#### STATED TASK 1:
From the listing below, pull out every line that contains the string "shoulder", matching case exactly.

#### SELECTED EXCERPT:
****************************************

Which Medieval and Early Modern Italian state/city-state is your favourite to read and learn about?

Mar 2016
451
Australia
#1
For the sake of setting a limit on what we define as 'Medieval' and 'Early Modern' in this context, let's say from between the establishment of the Holy Roman Empire in 962 to the official unification of Italy in 1861, and also within the context of this discussion, "Italian" will mean the mainland, as well as the islands of Sicily, Sardinia and Corsica (until 1768, that is).
 

AlpinLuke

Ad Honoris
Oct 2011
24,685
Lago Maggiore, Italy
#3
In that long period the Italian history offers a really wide group of important cities with a very interesting history to read about.

And they are quite different, with visible regional differentiations [also because of different external contributions ... not in temporal order: Arab, Spanish, French, Germanic, Norman, Austrian ...]. So the choice is more about personal likes and interests.

My favorite city-state is Milan with its incredibly rich history, from when it was the greatest and more active municipality in Italian lands, to when it became a dukedom, to when it was the center of reference for the Spanish presence in Northern Italy, to when it became a center of rebellion against the Austrian domination.

Probably who is more interested in art, science and philosophy, would prefer Florence.
 

Tulius

Ad Honorem
May 2016
4,616
Portugal
#4
For the sake of setting a limit on what we define as 'Medieval' and 'Early Modern' in this context, let's say from between the establishment of the Holy Roman Empire in 962 to the official unification of Italy in 1861, and also within the context of this discussion, "Italian" will mean the mainland, as well as the islands of Sicily, Sardinia and Corsica (until 1768, that is).

****************************************

#### RECORDS TO USE:
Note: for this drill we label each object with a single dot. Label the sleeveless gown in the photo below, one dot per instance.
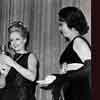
(79, 86)
(18, 87)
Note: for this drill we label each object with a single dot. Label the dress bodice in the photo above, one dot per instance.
(69, 55)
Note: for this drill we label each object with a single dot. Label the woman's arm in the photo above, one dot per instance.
(82, 49)
(84, 53)
(29, 73)
(4, 69)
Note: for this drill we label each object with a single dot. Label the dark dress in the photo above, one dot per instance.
(18, 87)
(79, 87)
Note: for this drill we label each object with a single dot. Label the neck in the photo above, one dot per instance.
(73, 35)
(21, 51)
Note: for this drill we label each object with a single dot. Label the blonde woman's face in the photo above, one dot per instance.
(17, 41)
(64, 29)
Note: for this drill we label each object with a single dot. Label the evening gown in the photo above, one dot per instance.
(78, 85)
(18, 87)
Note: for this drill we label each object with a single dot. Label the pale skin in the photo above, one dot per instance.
(18, 43)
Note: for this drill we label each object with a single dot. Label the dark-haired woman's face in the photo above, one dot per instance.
(17, 41)
(64, 29)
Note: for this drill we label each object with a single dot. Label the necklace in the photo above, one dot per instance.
(19, 57)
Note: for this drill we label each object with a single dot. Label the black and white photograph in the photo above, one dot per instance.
(45, 50)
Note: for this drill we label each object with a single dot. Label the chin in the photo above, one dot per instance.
(67, 39)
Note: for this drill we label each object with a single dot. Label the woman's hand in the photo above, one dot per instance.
(4, 69)
(4, 59)
(63, 70)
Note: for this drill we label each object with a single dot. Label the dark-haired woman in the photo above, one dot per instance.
(20, 78)
(76, 58)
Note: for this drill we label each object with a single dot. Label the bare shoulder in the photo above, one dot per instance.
(79, 43)
(32, 57)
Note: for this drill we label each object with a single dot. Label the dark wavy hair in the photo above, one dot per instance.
(19, 27)
(74, 18)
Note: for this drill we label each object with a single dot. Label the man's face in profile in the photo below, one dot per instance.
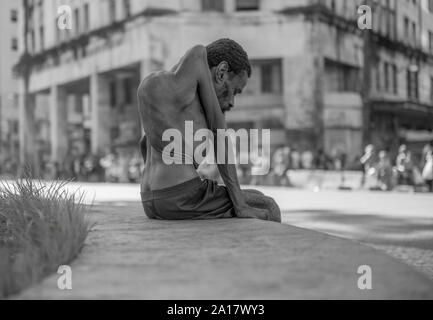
(231, 85)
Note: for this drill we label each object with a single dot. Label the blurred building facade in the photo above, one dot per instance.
(315, 82)
(8, 81)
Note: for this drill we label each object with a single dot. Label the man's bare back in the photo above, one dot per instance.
(167, 100)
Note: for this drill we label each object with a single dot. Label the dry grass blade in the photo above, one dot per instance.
(42, 226)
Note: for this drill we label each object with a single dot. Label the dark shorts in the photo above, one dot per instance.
(192, 200)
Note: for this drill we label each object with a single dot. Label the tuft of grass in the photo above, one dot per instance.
(42, 226)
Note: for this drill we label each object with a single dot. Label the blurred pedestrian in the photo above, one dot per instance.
(368, 161)
(404, 166)
(427, 173)
(384, 171)
(307, 158)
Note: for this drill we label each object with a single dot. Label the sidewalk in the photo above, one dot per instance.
(128, 256)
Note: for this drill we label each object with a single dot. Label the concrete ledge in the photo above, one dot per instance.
(129, 257)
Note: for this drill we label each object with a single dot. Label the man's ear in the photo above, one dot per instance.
(222, 72)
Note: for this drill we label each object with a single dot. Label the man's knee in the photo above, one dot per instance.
(274, 210)
(253, 192)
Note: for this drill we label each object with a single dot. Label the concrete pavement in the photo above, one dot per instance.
(129, 257)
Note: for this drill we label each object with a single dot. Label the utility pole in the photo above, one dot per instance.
(368, 52)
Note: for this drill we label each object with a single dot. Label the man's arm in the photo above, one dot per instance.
(195, 67)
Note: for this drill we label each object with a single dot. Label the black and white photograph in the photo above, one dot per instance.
(216, 155)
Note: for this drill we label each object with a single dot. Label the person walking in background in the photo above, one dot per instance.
(307, 160)
(295, 159)
(404, 166)
(427, 173)
(368, 162)
(384, 171)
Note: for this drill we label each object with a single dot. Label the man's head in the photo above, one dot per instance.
(230, 69)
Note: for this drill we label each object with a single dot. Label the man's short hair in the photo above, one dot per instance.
(231, 52)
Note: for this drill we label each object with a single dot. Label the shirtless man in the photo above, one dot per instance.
(200, 88)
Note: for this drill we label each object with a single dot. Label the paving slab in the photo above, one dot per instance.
(128, 256)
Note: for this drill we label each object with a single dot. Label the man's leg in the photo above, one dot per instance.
(257, 199)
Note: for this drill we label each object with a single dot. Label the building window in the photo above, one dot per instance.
(386, 76)
(270, 77)
(414, 35)
(86, 18)
(244, 5)
(430, 41)
(394, 79)
(431, 89)
(113, 94)
(14, 45)
(412, 85)
(127, 8)
(341, 77)
(127, 90)
(42, 37)
(77, 21)
(406, 28)
(112, 11)
(14, 15)
(213, 5)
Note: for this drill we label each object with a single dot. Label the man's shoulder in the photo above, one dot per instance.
(154, 83)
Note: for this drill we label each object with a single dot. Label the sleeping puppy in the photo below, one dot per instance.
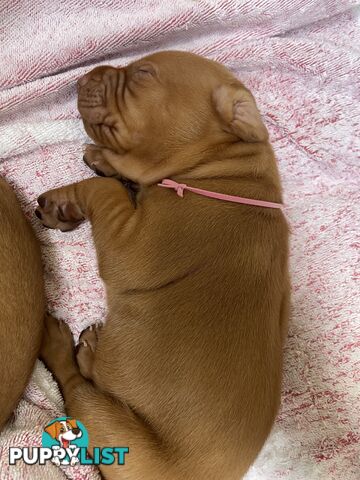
(22, 302)
(186, 371)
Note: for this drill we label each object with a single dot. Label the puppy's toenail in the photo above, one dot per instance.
(99, 172)
(42, 201)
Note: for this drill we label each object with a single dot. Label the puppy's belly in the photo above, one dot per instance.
(205, 366)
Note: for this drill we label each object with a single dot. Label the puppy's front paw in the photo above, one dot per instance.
(56, 210)
(95, 158)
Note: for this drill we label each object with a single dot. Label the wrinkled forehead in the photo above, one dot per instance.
(176, 65)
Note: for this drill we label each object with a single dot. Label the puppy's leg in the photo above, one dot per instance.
(108, 163)
(110, 423)
(85, 352)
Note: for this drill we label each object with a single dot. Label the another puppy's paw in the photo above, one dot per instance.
(57, 349)
(85, 351)
(55, 210)
(95, 158)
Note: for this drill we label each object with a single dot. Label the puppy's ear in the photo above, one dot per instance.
(52, 430)
(237, 109)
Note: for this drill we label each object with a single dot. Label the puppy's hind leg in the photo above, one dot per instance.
(110, 423)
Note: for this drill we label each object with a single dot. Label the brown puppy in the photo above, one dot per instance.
(187, 369)
(22, 301)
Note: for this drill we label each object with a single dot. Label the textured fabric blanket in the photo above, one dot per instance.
(301, 60)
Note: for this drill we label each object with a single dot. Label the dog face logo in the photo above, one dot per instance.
(64, 431)
(65, 436)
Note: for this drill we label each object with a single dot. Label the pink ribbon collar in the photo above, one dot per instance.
(181, 187)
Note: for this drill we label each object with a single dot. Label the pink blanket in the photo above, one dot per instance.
(300, 59)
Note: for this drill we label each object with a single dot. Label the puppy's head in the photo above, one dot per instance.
(162, 103)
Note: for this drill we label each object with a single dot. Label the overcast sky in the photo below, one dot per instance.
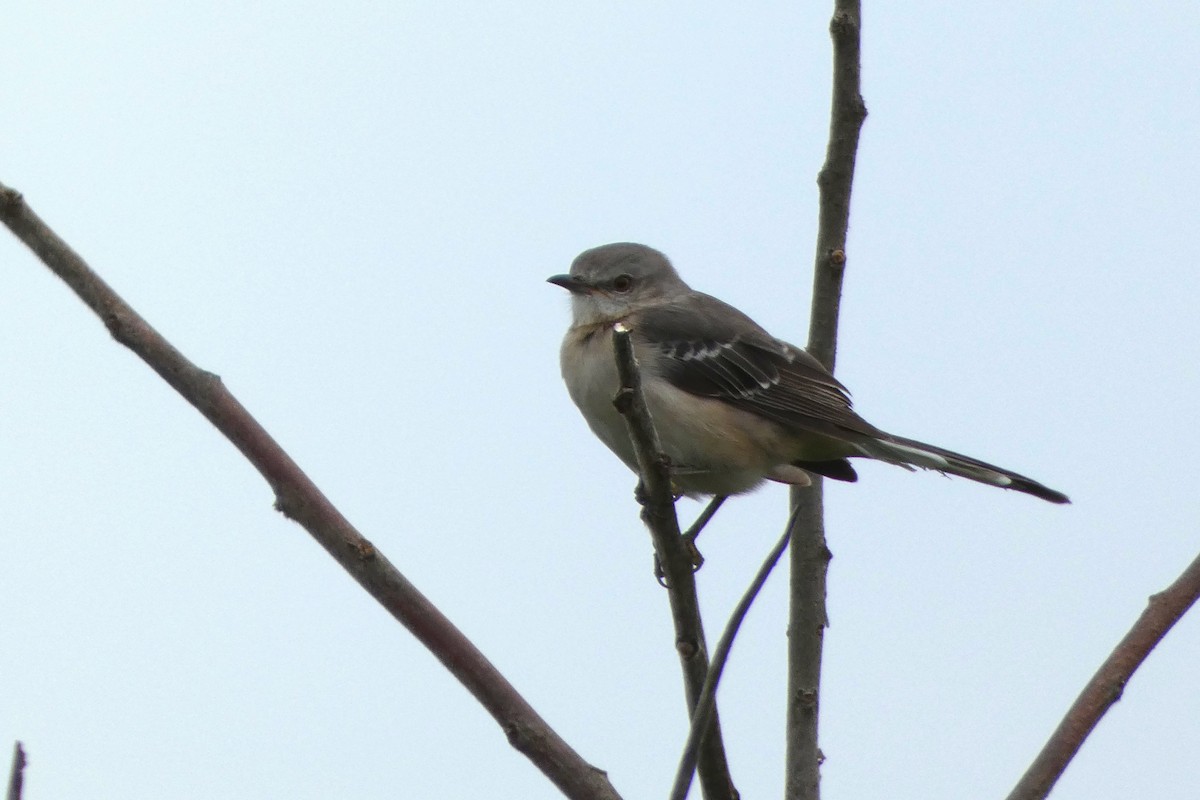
(348, 211)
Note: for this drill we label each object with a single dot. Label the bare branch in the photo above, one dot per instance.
(720, 656)
(17, 775)
(298, 498)
(1107, 685)
(810, 555)
(659, 515)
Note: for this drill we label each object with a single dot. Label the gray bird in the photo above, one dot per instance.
(732, 404)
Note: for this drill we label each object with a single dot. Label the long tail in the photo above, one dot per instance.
(909, 452)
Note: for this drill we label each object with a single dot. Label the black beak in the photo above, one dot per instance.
(573, 283)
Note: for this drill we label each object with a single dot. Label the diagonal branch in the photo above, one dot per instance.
(810, 555)
(1104, 690)
(659, 515)
(298, 498)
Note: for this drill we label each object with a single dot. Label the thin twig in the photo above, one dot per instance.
(810, 555)
(720, 656)
(705, 517)
(659, 515)
(298, 498)
(1104, 690)
(17, 775)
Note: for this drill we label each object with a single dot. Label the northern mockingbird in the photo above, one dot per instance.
(732, 404)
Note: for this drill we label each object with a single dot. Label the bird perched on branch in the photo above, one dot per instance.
(732, 404)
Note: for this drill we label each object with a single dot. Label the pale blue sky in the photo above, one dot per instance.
(348, 211)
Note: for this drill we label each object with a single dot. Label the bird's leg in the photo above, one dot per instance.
(693, 533)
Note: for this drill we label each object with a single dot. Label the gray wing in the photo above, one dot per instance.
(712, 349)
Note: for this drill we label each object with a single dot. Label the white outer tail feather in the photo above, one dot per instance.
(912, 455)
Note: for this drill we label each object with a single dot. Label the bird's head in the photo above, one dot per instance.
(610, 282)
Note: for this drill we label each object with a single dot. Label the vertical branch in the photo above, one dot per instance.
(659, 515)
(810, 555)
(17, 776)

****************************************

#### STATED TASK 2:
In the forum thread on Italian city-states, which city is suggested for readers more interested in art, science and philosophy?

#### WRITTEN REPLY 1:
Note: for this drill we label each object with a single dot. Label the bare shoulder in the photo above, one dot per instance.
Note: for this drill we label each object with a single dot. Label the man's shoulder in the photo above, one dot per instance.

#### WRITTEN REPLY 2:
Florence.